* **Objectives**:
1. In the open letter to people disgruntled with Christianity, which two political affiliations does the writer say Jesus would not have?
2. Carry on the open letter to people disgruntled with Christianity from the point where it stops.

* **Supplied text**:
---*---
Wednesday, February 24, 2010

An Open Letter to Anyone Disgruntled with Christianity... From a Postmodern Jesus Follower

Thank you for taking the time to read this. I believe that it’s important for me to clear some things up. Even though what’s below represents some of my convictions, know that Christianity represents a broad range of beliefs and ideas that are not shared by all. That being said, here are 10 things that I really want to communicate to you:

1) I also get frustrated when christians say one thing, but do the opposite.

2) I don’t understand either why most christians simply refuse to take what Jesus said seriously.

3) I do want to apologize to you for how bad and poor quality the christian entertainment industry usually has been over the years. I am often times embarrassed.

4) Or, maybe I should apologize that there’s even a christian retail market to begin with. Jesus was against materialism, so I suppose that would include things that bear his name also.

5) Not all christians are like televangelists asking for money or like the people in mass crowds handing out pamphlets and holding signs with hateful messages. I apologize for how they’ve distorted your view of christianity. Just know that your frustrations with these and others are shared by christians as well.

6) I don’t like how christianity has meshed with politics either. No matter what the right or the left says, I am sure that Jesus would not be a democrat or a republican. He really isn’t concerned with with such things.

7) I also get angry when I think about all the times through history and to the present where christians have used the name of Jesus to manipulate, create fear, wage wars, or do anything to amass power over land, wealth, or people. Its disgusting. I think Jesus would be very angry.

8) I am so sorry that our churches have not been willing to listen to you, that we haven’t been as welcoming as we should, and that we haven’t loved all people the way Jesus does. I am ashamed that many churches are more concerned with stains on the carpet than loving the broken and the poor. I promise that many of us are trying to bring change in a positive and constructive way.
---*---
* **Data lines**:
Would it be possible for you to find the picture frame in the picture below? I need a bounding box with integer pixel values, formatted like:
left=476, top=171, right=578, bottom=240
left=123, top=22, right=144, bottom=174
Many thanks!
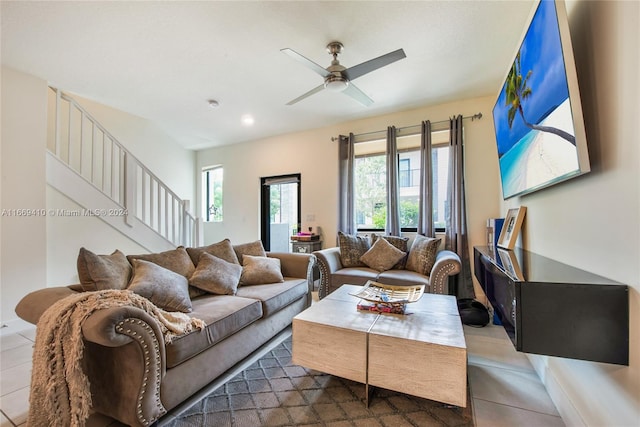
---*---
* **Final answers**:
1. He would be neither a Democrat nor a Republican.

2.
9) My hope has never been to “convert” you or anyone, but rather, to get dialogue started, ask for your forgiveness, and remind you through my words and especially my actions that God loves you, and nothing you could ever do could change his unwavering love for you (or even the people mentioned in #5).

10) Don’t expect that because I follow Jesus I am trying to be perfect or that I am trying to convince people that I'm perfect. I have issues, mistakes, and problems in my life too. But, this in no way makes my efforts to be like Jesus less genuine. Without them, I will never grow or learn.

I hope this clears some things up between us.  I wanted to let you know that it's difficult for me to understand you when you say that you’re open minded, but think anyone willing to bear the label “christian” is automatically intolerant, ignorant, or gullible. Please be open to the possibility that you don’t have us all figured out.

Even though I've mentioned above the many ways that my religion has failed, and will continue to get it wrong in the future, I am still a Christian and I believe that participation in church is important.  We have to start understanding that the church is simply a group of admittedly broken people attempting to do what Jesus asked of his disciples together.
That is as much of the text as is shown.